__The problem__
Give every line of the material again, exactly as written.

(Records to use begins)

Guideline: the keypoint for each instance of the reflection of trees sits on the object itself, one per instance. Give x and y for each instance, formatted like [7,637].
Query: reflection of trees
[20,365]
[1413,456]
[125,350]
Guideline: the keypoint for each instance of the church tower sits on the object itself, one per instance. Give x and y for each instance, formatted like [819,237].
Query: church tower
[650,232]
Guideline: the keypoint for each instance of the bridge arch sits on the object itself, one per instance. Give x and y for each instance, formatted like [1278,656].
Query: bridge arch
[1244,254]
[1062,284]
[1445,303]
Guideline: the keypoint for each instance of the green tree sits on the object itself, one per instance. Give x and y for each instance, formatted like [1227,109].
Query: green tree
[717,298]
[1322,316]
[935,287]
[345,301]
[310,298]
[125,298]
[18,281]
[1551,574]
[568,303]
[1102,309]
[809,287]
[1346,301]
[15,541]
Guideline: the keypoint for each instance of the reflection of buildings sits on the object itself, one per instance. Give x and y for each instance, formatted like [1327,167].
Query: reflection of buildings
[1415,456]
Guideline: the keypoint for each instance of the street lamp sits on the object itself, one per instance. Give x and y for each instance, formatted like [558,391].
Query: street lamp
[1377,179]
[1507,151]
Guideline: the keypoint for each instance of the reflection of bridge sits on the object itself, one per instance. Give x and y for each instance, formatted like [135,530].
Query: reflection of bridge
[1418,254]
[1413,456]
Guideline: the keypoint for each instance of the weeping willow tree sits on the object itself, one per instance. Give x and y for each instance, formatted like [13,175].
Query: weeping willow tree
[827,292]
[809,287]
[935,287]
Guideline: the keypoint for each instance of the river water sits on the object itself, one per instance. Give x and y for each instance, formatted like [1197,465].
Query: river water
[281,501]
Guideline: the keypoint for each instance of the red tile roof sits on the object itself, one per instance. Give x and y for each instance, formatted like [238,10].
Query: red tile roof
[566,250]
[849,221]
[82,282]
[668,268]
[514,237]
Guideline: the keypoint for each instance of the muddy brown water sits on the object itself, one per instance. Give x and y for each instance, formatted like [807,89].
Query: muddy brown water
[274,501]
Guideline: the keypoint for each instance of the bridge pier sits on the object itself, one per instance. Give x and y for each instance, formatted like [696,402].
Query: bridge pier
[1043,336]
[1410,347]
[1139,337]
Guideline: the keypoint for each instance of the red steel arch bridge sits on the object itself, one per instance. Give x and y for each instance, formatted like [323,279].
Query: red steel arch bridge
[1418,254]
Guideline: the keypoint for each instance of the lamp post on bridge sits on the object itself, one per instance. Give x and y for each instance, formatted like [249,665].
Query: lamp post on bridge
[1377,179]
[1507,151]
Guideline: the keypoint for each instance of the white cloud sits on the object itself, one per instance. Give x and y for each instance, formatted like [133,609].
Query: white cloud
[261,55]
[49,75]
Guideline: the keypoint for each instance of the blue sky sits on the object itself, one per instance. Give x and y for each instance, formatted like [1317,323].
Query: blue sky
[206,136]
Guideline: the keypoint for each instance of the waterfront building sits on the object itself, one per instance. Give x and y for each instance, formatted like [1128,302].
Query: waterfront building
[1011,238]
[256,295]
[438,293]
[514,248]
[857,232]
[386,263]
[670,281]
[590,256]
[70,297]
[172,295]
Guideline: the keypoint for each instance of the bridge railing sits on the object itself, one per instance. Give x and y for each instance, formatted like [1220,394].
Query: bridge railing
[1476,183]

(Records to use ends)

__Exercise answer__
Guideline: the keypoint for each instance of the reflection of trees sits on the object itself, one per instance. Give x and y for each instance, formatted like [7,637].
Query: reflection of trees
[20,365]
[1413,456]
[125,350]
Guideline: the keypoint for each instance of the church tower sits on the object itself, one per instance. Give x and y for each instance, formatted like [819,237].
Query: church tower
[650,232]
Guideline: the keypoint for each instance of the bridge arch sits on the object itself, one per instance. Give x and y for each instance, formatted like [1278,656].
Query: bridge arch
[1244,254]
[1062,284]
[1445,303]
Guideline: the keypoint for each instance of the green tree sits on the object itself, one per instance. Give x and y for each instance, formatted like [1227,109].
Query: green tree
[717,298]
[1322,316]
[935,287]
[345,301]
[310,298]
[125,298]
[18,281]
[1551,574]
[568,303]
[1102,309]
[809,287]
[1346,301]
[15,541]
Guideline: the keypoint for each instance of the reflection of buildings sits on the object itself, one per instance. Give x and y for each instance, formatted like [1327,167].
Query: reflection of buildings
[1415,456]
Guideline: the keypoint for each instance of the street lamp sits on the object itself, one per instance. Give x and y for each instance, formatted like [558,391].
Query: street lamp
[1377,179]
[1507,151]
Guideline: the keypoint for each instance of the reflection of bridge sits on the object itself, one per instance. Give x and y for each instance, formatted like [135,530].
Query: reflection of bridge
[1418,254]
[1413,456]
Guideline: the keypoint for each instance of the weeping willow tree sits on the object itself, one per instance. Give x and y for each instance, formatted like [13,175].
Query: weeping willow tree
[827,292]
[809,287]
[935,287]
Guideline: the keypoint for each instance of the river water sits on the object itself, one per instance. Give x and y for each instance, formatted like [1197,465].
Query: river water
[281,501]
Guideline: the keypoint for each instance of the red tile roof sits on the object itself, one per instance. Give x and y for each instance, formatted like [238,10].
Query: red tile roof
[566,250]
[849,221]
[82,282]
[668,268]
[514,237]
Guideline: the keypoint for each instance of the muddy brown water sits on the object itself, one per instance. Give x and y for each instance, formatted like [807,89].
Query: muddy brown water
[274,501]
Guideline: the keypoint for each instance of the bridge pier sits on the object itself, one per instance. Give x and y for each instance, formatted like [696,402].
Query: bridge pier
[1043,336]
[1410,347]
[1139,337]
Guideline: the keypoint for each instance of the red steel arch bridge sits on the object itself, one per instance. Give x and y for each instance, formatted like [323,279].
Query: red steel arch bridge
[1418,254]
Guideline: the keypoint for each instance of the lamp post on bridge sits on the object itself, one per instance. Give x and y for each instance, formatted like [249,665].
Query: lamp post on bridge
[1377,179]
[1507,151]
Guideline: the keypoint for each instance of the white cloud sits on the object itself, one per instance. Give x and y for each instance, formatted like [133,609].
Query: white cloud
[261,55]
[49,75]
Guideline: the keypoint for each instance of the blue sky sits on the object itself, one per instance. Give x and y for each instance, formatted like [1317,323].
Query: blue sky
[206,136]
Guideline: the keypoint for each instance of the waterfront building sits on the object itself, one per instance. Give x and y for each instance, formatted like [1128,302].
Query: waterfront building
[1011,238]
[256,295]
[438,293]
[514,248]
[857,232]
[386,263]
[670,281]
[590,256]
[70,297]
[172,295]
Guideline: the keypoint for each instance of the bridge railing sits on the object itself, one per instance. Give x and y for each instance, formatted like [1220,394].
Query: bridge railing
[1476,183]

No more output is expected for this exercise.